#### [Assignment]
Where "building" appears in a line of the entries below, that line should be copied.

#### [Supplied material]
________________________________________

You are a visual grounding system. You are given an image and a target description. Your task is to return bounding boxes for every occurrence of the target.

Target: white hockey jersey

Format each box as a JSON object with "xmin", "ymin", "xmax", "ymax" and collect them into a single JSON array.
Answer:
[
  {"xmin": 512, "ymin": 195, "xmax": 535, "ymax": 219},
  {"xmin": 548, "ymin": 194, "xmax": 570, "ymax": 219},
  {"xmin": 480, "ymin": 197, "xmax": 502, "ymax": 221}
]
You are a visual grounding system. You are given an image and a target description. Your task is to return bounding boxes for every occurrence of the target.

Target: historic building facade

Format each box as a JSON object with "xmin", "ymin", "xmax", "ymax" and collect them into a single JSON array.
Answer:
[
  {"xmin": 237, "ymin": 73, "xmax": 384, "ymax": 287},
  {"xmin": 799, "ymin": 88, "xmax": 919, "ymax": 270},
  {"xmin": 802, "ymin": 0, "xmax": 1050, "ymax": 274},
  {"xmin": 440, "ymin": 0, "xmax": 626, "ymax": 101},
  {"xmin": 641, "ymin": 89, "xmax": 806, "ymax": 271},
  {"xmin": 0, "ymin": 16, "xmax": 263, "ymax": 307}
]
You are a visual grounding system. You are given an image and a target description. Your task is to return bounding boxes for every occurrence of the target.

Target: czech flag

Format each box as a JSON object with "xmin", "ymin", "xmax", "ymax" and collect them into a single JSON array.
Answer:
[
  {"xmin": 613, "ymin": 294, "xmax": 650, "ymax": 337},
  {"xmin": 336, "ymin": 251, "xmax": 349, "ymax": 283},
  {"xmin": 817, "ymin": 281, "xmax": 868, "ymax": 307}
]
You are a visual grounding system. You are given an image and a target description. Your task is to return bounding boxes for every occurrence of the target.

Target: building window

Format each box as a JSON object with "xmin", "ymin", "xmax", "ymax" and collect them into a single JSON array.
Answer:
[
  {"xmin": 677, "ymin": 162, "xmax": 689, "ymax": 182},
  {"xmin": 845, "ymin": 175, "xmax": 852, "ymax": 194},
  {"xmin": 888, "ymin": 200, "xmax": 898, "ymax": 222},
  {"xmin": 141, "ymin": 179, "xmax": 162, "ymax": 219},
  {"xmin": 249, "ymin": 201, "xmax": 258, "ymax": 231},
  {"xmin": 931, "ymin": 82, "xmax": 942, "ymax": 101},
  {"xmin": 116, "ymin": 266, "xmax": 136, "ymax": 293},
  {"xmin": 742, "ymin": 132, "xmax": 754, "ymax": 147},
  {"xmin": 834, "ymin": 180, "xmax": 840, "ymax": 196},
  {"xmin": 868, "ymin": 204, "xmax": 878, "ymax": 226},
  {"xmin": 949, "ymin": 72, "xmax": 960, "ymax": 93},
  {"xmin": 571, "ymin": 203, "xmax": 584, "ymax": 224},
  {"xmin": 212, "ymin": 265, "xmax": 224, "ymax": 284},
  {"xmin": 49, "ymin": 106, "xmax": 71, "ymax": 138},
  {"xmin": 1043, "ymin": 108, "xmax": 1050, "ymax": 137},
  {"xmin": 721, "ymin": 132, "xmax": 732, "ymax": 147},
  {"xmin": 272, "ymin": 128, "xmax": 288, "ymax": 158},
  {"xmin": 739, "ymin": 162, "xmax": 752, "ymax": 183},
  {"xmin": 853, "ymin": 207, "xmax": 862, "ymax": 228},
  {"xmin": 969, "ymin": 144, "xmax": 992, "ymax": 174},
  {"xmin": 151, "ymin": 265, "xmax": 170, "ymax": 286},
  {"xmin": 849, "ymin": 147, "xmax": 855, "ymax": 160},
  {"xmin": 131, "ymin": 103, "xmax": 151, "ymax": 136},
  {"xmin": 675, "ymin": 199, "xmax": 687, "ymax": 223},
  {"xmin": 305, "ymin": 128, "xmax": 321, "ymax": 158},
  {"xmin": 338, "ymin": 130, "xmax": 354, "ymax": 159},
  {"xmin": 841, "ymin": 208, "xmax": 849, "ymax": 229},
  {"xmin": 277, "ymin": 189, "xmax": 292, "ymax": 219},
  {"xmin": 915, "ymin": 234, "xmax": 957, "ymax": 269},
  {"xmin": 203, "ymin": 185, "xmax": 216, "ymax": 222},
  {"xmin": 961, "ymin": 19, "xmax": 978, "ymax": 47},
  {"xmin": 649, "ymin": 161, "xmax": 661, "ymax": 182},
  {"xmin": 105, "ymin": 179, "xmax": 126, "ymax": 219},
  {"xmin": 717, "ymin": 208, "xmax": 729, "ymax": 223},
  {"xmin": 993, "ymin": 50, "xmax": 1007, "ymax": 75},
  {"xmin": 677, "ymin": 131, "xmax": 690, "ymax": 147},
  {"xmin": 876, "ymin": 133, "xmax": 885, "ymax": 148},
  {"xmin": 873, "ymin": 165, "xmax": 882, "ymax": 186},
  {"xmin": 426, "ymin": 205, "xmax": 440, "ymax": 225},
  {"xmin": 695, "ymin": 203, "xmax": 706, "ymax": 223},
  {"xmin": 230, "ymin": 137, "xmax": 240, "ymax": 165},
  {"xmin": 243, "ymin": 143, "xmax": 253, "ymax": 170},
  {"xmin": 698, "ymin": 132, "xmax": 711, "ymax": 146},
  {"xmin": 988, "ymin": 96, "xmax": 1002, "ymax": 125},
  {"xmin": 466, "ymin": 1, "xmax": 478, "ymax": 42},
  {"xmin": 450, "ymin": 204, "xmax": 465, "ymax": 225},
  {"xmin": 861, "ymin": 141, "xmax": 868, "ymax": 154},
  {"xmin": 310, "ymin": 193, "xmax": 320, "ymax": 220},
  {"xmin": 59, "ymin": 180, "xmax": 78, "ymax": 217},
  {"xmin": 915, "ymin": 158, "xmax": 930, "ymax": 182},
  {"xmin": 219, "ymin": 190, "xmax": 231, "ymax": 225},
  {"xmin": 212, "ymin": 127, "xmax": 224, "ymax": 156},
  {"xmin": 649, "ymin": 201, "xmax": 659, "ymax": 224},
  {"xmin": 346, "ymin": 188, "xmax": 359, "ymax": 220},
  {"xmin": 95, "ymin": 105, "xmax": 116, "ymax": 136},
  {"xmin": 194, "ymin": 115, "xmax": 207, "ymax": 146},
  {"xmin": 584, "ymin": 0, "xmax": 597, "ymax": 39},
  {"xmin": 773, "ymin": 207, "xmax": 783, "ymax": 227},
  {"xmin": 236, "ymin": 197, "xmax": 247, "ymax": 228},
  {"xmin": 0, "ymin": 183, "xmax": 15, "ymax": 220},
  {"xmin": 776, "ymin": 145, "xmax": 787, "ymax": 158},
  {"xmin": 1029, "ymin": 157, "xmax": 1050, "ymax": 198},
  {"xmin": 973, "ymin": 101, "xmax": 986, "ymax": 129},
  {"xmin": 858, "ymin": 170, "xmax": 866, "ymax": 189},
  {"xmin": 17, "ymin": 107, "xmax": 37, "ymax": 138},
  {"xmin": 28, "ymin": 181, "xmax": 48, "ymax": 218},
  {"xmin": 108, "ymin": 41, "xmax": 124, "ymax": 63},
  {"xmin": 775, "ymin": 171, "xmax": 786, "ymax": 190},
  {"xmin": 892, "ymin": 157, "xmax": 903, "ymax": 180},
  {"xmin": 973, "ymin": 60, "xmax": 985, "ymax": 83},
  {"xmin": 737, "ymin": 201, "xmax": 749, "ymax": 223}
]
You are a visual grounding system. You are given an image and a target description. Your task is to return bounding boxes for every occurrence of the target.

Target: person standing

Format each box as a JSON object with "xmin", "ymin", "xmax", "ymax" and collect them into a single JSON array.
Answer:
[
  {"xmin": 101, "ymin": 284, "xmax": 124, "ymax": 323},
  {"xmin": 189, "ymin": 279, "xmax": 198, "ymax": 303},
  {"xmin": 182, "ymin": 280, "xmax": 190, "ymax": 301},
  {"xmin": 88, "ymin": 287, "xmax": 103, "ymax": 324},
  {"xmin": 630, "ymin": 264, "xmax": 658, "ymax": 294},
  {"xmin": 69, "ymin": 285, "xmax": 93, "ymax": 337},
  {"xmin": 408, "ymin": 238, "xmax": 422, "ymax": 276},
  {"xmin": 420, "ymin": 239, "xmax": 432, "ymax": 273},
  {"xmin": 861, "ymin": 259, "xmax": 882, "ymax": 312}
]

________________________________________

#### [Result for this task]
Target: historic building facade
Target: building window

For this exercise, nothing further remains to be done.